** Start of RECORDS FOR THIS TASK **

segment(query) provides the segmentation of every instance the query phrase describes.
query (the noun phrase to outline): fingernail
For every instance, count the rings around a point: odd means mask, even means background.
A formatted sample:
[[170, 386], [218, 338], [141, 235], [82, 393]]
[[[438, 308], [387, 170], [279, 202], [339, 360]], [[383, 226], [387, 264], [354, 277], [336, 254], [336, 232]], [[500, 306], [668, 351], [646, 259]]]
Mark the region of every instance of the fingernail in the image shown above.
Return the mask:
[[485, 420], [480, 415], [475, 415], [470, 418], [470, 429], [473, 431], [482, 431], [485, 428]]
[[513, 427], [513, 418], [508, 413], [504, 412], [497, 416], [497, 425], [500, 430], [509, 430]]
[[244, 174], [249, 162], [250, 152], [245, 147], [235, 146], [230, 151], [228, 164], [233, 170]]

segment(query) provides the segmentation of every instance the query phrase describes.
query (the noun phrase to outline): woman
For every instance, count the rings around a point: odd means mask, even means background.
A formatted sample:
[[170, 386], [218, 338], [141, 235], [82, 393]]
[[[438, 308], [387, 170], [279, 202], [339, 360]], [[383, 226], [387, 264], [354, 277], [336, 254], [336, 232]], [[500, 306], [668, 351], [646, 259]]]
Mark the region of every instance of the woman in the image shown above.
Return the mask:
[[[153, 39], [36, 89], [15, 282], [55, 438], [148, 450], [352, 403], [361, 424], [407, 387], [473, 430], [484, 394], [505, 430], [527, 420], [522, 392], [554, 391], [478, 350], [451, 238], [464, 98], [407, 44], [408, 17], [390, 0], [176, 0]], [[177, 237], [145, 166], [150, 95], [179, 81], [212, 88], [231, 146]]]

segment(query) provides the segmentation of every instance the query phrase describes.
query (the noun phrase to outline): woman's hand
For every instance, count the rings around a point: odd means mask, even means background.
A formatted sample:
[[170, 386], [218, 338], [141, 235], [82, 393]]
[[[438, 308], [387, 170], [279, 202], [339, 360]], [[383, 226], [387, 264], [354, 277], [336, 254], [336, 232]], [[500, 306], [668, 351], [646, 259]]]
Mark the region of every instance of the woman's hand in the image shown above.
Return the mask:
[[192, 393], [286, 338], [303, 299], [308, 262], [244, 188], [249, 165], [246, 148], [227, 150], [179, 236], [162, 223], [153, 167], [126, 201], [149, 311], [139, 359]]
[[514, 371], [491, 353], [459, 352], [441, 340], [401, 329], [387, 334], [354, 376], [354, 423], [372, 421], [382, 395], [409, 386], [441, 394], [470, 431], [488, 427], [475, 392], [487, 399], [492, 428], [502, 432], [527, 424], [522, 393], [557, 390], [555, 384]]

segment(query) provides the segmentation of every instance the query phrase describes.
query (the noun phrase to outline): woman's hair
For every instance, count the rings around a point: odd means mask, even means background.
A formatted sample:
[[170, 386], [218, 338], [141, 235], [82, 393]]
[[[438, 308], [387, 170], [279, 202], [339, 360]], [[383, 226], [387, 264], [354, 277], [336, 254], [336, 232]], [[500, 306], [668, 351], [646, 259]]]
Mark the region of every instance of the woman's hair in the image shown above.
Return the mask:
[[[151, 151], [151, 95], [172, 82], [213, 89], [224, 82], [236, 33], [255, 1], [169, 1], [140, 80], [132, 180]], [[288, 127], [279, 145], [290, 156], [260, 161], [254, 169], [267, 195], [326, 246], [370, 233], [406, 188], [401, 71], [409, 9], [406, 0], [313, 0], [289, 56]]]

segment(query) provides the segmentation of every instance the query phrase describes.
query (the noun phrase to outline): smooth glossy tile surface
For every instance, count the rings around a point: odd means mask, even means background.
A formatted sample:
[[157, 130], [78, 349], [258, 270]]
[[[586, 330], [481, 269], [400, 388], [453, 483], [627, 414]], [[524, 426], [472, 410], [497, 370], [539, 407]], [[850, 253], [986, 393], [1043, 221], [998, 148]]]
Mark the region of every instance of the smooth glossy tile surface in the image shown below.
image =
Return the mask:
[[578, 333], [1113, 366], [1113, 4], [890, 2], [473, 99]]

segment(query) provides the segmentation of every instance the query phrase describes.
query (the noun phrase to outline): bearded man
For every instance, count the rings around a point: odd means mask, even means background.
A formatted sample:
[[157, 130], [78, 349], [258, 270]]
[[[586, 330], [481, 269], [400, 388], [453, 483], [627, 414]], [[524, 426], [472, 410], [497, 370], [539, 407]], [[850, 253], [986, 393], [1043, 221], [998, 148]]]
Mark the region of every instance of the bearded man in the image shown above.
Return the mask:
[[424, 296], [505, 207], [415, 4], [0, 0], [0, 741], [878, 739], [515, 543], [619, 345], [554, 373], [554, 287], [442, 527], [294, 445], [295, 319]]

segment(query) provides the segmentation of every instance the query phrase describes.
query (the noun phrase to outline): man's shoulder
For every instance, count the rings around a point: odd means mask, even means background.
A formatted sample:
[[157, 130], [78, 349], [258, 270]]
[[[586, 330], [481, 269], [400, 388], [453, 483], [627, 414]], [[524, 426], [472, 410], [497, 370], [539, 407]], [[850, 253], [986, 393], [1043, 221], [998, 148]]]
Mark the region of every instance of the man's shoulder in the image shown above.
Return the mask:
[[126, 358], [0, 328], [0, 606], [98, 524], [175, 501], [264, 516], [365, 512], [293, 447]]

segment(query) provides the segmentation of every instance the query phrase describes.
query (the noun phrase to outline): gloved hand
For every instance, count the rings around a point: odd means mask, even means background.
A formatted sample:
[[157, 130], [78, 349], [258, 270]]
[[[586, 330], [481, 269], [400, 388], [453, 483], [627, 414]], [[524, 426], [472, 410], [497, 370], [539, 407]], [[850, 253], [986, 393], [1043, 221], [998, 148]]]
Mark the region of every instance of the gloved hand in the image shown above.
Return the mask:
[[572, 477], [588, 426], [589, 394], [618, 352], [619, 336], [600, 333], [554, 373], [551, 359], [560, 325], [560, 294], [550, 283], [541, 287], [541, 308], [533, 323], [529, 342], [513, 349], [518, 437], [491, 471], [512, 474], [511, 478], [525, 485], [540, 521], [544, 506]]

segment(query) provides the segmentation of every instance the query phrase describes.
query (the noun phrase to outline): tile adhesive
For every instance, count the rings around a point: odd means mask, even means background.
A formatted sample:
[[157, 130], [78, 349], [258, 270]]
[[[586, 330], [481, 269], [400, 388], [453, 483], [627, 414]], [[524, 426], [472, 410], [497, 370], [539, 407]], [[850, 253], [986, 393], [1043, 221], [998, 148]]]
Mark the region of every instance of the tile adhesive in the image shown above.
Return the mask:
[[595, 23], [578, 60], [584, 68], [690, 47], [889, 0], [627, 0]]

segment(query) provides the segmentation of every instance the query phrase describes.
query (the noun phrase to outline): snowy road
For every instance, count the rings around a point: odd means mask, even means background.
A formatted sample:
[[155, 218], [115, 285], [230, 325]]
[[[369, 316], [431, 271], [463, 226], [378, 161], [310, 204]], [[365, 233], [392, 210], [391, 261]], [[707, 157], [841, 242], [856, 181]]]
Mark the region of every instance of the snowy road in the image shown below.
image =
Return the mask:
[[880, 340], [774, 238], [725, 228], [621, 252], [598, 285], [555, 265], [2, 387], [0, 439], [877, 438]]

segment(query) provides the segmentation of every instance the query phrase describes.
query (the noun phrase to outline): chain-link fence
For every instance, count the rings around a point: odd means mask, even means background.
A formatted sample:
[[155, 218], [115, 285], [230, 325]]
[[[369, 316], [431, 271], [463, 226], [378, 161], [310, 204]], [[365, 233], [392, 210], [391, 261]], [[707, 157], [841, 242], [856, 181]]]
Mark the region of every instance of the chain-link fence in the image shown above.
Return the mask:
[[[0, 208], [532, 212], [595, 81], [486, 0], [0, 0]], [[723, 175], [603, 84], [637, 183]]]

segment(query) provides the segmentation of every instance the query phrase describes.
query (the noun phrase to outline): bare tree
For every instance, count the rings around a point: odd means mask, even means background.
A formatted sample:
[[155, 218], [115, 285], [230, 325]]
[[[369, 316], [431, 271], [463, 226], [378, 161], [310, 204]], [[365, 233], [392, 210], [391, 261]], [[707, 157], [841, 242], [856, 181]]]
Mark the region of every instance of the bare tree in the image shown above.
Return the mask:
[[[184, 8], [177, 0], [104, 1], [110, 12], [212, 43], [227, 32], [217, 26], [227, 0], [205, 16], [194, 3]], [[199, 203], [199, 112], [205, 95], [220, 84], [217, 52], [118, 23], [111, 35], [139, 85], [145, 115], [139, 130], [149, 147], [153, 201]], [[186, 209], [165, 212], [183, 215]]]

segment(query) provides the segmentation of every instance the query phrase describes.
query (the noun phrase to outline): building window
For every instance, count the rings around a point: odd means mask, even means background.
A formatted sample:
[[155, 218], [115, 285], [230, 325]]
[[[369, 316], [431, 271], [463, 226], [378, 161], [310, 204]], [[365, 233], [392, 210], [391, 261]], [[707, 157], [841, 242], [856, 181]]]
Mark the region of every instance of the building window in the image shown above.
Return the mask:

** End of RECORDS FOR THIS TASK **

How many lines of the listing contain the string "below"? Reply with the count alone.

2